作業指示 — 以下の素材を最初から最後まで一字一句違えずに書き写してもらえますか。画像は回答に入れないでください。

点アノテーションデータの抜粋
************

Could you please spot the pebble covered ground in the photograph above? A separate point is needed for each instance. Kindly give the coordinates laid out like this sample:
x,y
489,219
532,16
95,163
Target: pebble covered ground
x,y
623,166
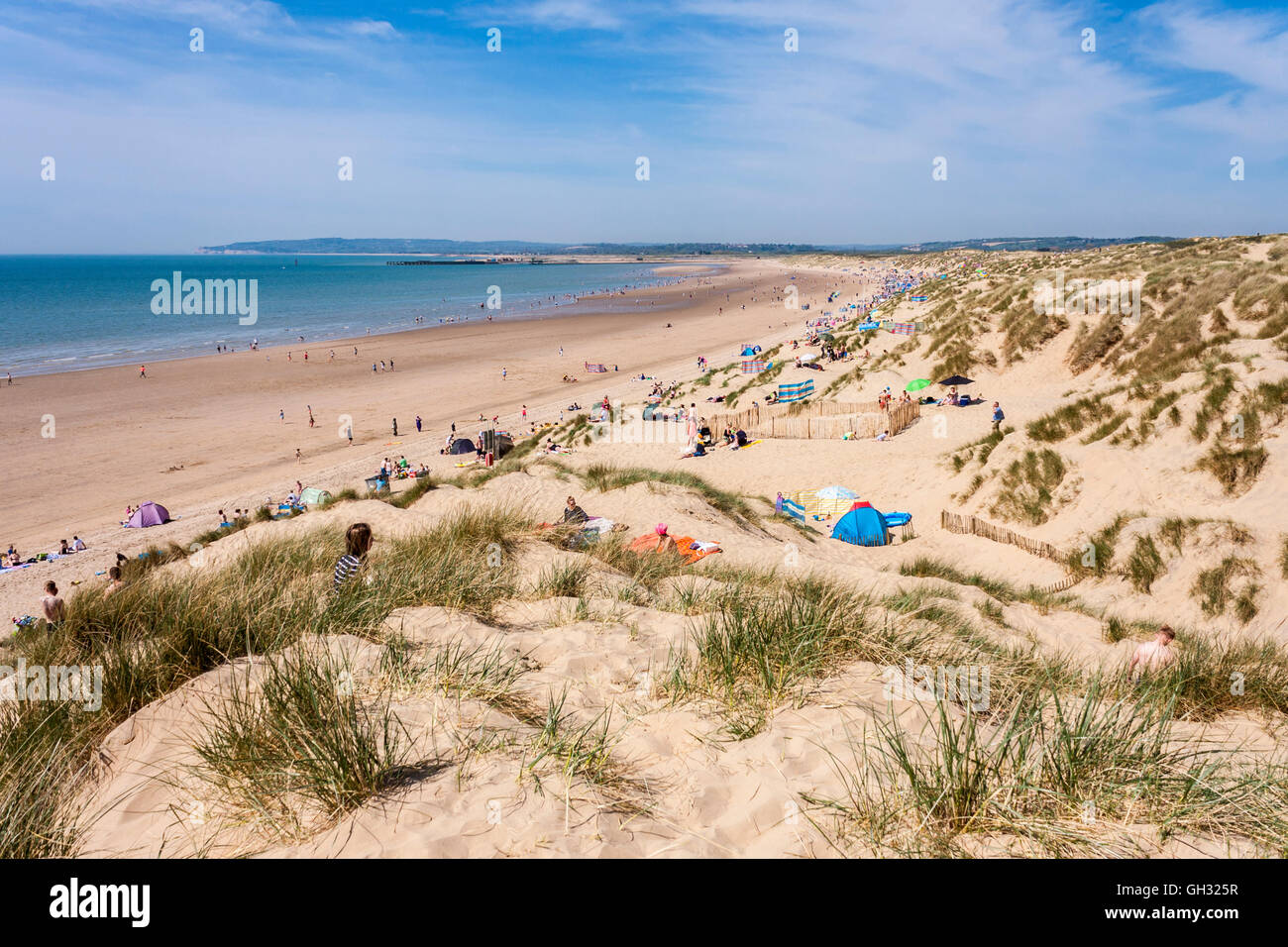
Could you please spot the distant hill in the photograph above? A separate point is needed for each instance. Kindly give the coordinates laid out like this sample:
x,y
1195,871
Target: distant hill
x,y
454,248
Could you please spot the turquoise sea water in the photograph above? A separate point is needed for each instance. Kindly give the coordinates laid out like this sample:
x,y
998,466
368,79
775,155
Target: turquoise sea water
x,y
63,313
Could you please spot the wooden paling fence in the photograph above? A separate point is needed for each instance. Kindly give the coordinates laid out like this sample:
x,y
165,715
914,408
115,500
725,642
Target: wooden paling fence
x,y
819,420
974,526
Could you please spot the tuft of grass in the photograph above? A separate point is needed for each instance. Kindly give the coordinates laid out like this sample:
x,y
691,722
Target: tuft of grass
x,y
304,741
1145,565
1212,589
1028,487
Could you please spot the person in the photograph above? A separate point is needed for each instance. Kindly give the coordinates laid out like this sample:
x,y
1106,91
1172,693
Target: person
x,y
574,513
52,604
357,544
1153,656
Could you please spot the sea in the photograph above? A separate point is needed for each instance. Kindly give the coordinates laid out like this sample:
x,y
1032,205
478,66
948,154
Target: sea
x,y
68,313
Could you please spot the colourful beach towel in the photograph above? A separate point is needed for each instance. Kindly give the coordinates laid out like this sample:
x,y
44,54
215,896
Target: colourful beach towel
x,y
797,390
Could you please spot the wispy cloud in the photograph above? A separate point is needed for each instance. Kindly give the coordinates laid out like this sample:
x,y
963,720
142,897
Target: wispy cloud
x,y
746,140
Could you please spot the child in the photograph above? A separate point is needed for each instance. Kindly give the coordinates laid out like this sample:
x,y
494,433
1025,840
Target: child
x,y
52,604
357,544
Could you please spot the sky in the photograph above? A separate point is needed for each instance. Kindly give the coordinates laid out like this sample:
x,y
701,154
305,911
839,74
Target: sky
x,y
160,149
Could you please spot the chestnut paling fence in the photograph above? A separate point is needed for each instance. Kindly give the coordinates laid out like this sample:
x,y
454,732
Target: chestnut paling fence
x,y
974,526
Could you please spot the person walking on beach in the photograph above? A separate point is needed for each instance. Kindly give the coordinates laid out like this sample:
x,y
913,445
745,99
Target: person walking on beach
x,y
357,544
52,604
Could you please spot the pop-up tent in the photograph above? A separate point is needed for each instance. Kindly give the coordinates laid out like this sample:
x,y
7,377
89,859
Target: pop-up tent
x,y
150,514
863,526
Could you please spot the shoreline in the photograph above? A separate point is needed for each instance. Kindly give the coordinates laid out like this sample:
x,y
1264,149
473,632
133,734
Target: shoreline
x,y
168,356
205,431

************

問題の解答 —
Could you please spot the pebble covered ground in the photograph above? A separate point is needed for each instance. Kindly give the coordinates laid out like this sample:
x,y
489,219
532,16
95,163
Target: pebble covered ground
x,y
623,166
Could you please spot the distant hill in the photograph above? A separate point is needed for each instance. Kindly give the coordinates laid out like this sample:
x,y
1195,871
Target: distant hill
x,y
454,248
Could you please spot the turquoise sea water in the photograph above? A separate point is needed for each instance. Kindly give the coordinates laid out like this sample:
x,y
998,466
368,79
775,155
Target: turquoise sea water
x,y
63,313
Could you please spot the wooden paling fence in the photograph above? A separate point is needed for each instance. Kindly give the coordinates laid out like this sample:
x,y
165,715
914,408
115,500
725,642
Target: wooden paling fence
x,y
819,420
974,526
Could you please spot the tuft of grass in the photograph above? A separate point is needed for each instance. Kindly give the coordinates laid out like this sample:
x,y
691,722
Target: tuft of grass
x,y
304,741
1145,565
1212,589
1028,487
Could you please spot the person in the photograph above? A separate point is needed for each instance. Kindly give the coordinates laid out like this sample:
x,y
1106,91
1172,693
Target: person
x,y
574,513
52,604
357,544
1153,656
Could you please spot the sea in the photograph above? A separate point is needed for each instance. Kindly give the coordinates laid out like this sample:
x,y
1032,205
478,66
948,154
Target: sea
x,y
68,313
Could you please spot the colourful beach towel in the photograph above? A separate point is needed for each instance. Kindly give the coordinates laid out like this sample:
x,y
44,54
215,896
Target: colourful beach towel
x,y
797,390
Could you please spot the wispy cloud in the photograph above? A separate point is needed for each instance. Kindly give the coordinates laid out like this sample:
x,y
963,720
142,897
Target: wispy cloud
x,y
746,140
Could you please spot the child in the photograph above? A separate point is needed for each instance. Kindly give the coordinates laid out like this sample:
x,y
494,433
1025,840
Target: child
x,y
52,604
357,544
Could you please spot the sky in the photograph above? A separate point is needed for each instance. Kindly give the coordinates laid out like this sample:
x,y
701,154
305,911
839,74
Target: sky
x,y
160,149
Could you please spot the chestnut paling fence in the photograph above? A separate point is needed for each instance. Kindly give the coordinates laid out like this sample:
x,y
454,732
Target: chestnut paling fence
x,y
974,526
Could you please spot the person walking on beach in the photograph above? A separate point is needed for each instance. Kindly give the coordinates laid out like this sample:
x,y
913,445
745,99
Target: person walking on beach
x,y
357,544
52,604
Could you please spot the pop-up tent in the photograph above? A separate point is needed for each instance. Kindly give the coordinates laid out like this sample:
x,y
7,377
89,859
Target: pop-up tent
x,y
150,514
863,526
Could you please spot the shoreline in the photograph above? A separate point is needed for each instance. Kindly give the coordinates laid out like this sample:
x,y
1264,149
473,632
133,734
Target: shoreline
x,y
168,356
205,431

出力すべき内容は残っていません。